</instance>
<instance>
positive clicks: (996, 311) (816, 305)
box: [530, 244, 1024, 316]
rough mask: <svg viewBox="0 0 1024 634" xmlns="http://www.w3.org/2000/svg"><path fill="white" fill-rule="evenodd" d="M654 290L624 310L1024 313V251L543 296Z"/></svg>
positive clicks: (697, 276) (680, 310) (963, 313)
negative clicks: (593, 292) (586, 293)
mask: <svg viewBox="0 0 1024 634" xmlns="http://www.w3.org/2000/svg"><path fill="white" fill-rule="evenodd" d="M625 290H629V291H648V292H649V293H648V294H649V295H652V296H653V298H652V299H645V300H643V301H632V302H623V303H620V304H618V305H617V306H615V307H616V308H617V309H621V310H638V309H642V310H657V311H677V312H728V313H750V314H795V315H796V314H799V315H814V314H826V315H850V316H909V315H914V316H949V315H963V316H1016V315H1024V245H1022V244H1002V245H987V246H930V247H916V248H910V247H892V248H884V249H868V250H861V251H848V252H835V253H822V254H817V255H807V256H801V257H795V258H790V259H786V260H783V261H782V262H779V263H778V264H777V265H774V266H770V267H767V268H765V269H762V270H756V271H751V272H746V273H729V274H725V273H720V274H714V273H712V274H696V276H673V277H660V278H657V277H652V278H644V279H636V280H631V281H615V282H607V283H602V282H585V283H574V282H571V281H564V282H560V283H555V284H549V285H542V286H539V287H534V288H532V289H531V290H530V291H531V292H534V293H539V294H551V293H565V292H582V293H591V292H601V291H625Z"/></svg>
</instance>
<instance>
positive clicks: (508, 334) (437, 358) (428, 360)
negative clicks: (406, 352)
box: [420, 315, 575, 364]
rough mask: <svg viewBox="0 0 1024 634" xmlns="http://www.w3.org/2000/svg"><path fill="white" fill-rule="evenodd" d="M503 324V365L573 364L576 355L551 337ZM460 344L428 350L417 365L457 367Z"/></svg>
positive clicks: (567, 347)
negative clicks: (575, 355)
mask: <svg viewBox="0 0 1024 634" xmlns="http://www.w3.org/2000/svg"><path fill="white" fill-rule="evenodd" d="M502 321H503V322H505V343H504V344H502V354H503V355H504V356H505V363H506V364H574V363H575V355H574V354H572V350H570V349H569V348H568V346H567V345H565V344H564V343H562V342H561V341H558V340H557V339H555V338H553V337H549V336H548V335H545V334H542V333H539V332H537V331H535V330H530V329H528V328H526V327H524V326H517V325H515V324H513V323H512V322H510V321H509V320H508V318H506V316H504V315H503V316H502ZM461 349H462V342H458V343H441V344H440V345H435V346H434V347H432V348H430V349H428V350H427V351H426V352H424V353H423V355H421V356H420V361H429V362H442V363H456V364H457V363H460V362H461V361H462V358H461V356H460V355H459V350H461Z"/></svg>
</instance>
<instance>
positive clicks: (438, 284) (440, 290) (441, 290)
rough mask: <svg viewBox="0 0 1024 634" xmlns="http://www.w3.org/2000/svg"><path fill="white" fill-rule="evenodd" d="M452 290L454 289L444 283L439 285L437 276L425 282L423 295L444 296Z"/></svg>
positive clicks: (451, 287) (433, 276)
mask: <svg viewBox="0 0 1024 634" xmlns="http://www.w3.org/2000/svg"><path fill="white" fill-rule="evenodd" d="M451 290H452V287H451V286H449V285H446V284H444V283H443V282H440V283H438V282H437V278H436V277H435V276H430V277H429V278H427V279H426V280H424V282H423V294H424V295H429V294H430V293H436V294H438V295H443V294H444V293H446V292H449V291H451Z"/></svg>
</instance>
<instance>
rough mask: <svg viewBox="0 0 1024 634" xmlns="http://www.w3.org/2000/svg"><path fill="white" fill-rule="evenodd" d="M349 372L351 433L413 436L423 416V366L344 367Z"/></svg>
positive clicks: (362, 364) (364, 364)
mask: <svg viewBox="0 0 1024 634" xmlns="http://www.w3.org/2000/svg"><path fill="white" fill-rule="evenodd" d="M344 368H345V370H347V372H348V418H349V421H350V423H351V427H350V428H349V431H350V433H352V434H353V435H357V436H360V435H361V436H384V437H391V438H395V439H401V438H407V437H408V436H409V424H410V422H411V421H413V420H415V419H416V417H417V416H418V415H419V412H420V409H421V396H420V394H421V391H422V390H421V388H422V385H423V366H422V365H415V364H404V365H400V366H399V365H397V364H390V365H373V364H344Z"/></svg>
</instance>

# # # # #

### Task item
Each line in which the string "rough" is found must be copied from the data.

### Answer for this exercise
rough mask: <svg viewBox="0 0 1024 634" xmlns="http://www.w3.org/2000/svg"><path fill="white" fill-rule="evenodd" d="M654 290L624 310L1024 313V251L543 296Z"/></svg>
rough mask: <svg viewBox="0 0 1024 634" xmlns="http://www.w3.org/2000/svg"><path fill="white" fill-rule="evenodd" d="M503 324V365L573 364L576 355L551 337ZM460 344L428 350L417 365L457 367Z"/></svg>
rough mask: <svg viewBox="0 0 1024 634" xmlns="http://www.w3.org/2000/svg"><path fill="white" fill-rule="evenodd" d="M452 290L454 289L444 283L439 285L437 276L425 282L423 295L444 296Z"/></svg>
rough mask: <svg viewBox="0 0 1024 634" xmlns="http://www.w3.org/2000/svg"><path fill="white" fill-rule="evenodd" d="M349 372L351 433L413 436L423 416V366L344 367Z"/></svg>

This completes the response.